WORK TO COMPLETE - Print out the data below. Do not alter a single line.

Data excerpts
=-=-=-=-=
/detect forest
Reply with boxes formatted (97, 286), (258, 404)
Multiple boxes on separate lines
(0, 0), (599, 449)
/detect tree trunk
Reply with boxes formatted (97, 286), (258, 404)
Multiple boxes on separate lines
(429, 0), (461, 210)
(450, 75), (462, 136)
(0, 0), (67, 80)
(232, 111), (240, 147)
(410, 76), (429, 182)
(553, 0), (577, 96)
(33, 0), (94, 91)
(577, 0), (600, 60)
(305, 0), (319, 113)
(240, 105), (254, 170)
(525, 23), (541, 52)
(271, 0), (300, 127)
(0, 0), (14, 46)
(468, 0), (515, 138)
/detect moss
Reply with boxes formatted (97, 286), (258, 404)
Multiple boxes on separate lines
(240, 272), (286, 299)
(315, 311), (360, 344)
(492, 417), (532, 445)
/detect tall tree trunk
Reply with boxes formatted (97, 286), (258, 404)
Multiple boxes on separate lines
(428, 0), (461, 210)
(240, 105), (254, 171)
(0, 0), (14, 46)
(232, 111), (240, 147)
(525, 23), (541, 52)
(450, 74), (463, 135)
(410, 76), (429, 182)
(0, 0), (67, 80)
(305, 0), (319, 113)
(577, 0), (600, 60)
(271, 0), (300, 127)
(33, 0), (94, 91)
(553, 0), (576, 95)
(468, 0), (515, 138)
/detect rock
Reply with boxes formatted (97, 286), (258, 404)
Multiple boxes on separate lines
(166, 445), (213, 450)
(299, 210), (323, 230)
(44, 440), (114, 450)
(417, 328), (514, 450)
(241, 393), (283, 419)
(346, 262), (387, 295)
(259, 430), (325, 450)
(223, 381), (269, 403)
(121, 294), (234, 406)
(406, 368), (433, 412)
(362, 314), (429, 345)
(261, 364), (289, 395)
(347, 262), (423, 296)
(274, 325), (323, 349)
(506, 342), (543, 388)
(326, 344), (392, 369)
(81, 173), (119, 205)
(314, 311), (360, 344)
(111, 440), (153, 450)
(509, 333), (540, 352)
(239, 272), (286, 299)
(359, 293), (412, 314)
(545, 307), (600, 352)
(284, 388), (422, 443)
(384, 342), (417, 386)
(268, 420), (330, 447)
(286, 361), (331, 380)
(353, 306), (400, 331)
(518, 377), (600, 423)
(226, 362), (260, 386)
=-=-=-=-=
OUTPUT BELOW -
/detect forest
Reply with boxes formatted (97, 286), (258, 404)
Multiple boxes on separate lines
(0, 0), (599, 449)
/detect tree trunk
Reply with boxes formatted (97, 286), (258, 404)
Multiple boxes on separate lines
(429, 0), (461, 210)
(450, 75), (462, 136)
(0, 0), (67, 80)
(232, 111), (240, 147)
(410, 76), (429, 182)
(553, 0), (577, 96)
(33, 0), (94, 91)
(577, 0), (600, 60)
(305, 0), (319, 113)
(240, 105), (254, 170)
(525, 23), (541, 52)
(271, 0), (300, 127)
(0, 0), (14, 46)
(468, 0), (515, 138)
/detect moss
Reply with boxes formatted (97, 286), (258, 404)
Multiple boxes on separate lines
(240, 272), (286, 299)
(315, 311), (360, 344)
(492, 417), (532, 445)
/detect tall tree trunk
Reply with boxes formatted (97, 286), (258, 404)
Multiple boxes on separate lines
(428, 0), (461, 210)
(240, 105), (254, 171)
(0, 0), (14, 46)
(232, 111), (240, 147)
(525, 23), (541, 52)
(450, 74), (463, 135)
(410, 76), (429, 182)
(0, 0), (67, 80)
(305, 0), (319, 113)
(577, 0), (600, 60)
(271, 0), (300, 127)
(33, 0), (94, 91)
(553, 0), (576, 95)
(468, 0), (515, 138)
/detect rock
Reply with boxes formatted (97, 286), (258, 404)
Multiple boxes on separate lines
(166, 445), (213, 450)
(299, 210), (323, 230)
(44, 440), (114, 450)
(417, 328), (514, 450)
(241, 393), (283, 419)
(346, 262), (387, 295)
(259, 430), (325, 450)
(223, 381), (269, 403)
(121, 294), (234, 406)
(406, 368), (433, 412)
(362, 314), (429, 345)
(261, 364), (289, 395)
(347, 262), (423, 296)
(274, 325), (323, 349)
(506, 342), (543, 388)
(326, 344), (392, 369)
(81, 173), (119, 205)
(314, 311), (360, 344)
(111, 440), (153, 450)
(509, 333), (540, 352)
(239, 272), (286, 299)
(359, 293), (412, 314)
(545, 307), (600, 352)
(284, 388), (422, 443)
(384, 342), (417, 386)
(268, 420), (330, 447)
(286, 361), (331, 380)
(353, 306), (400, 331)
(518, 377), (600, 423)
(226, 362), (260, 386)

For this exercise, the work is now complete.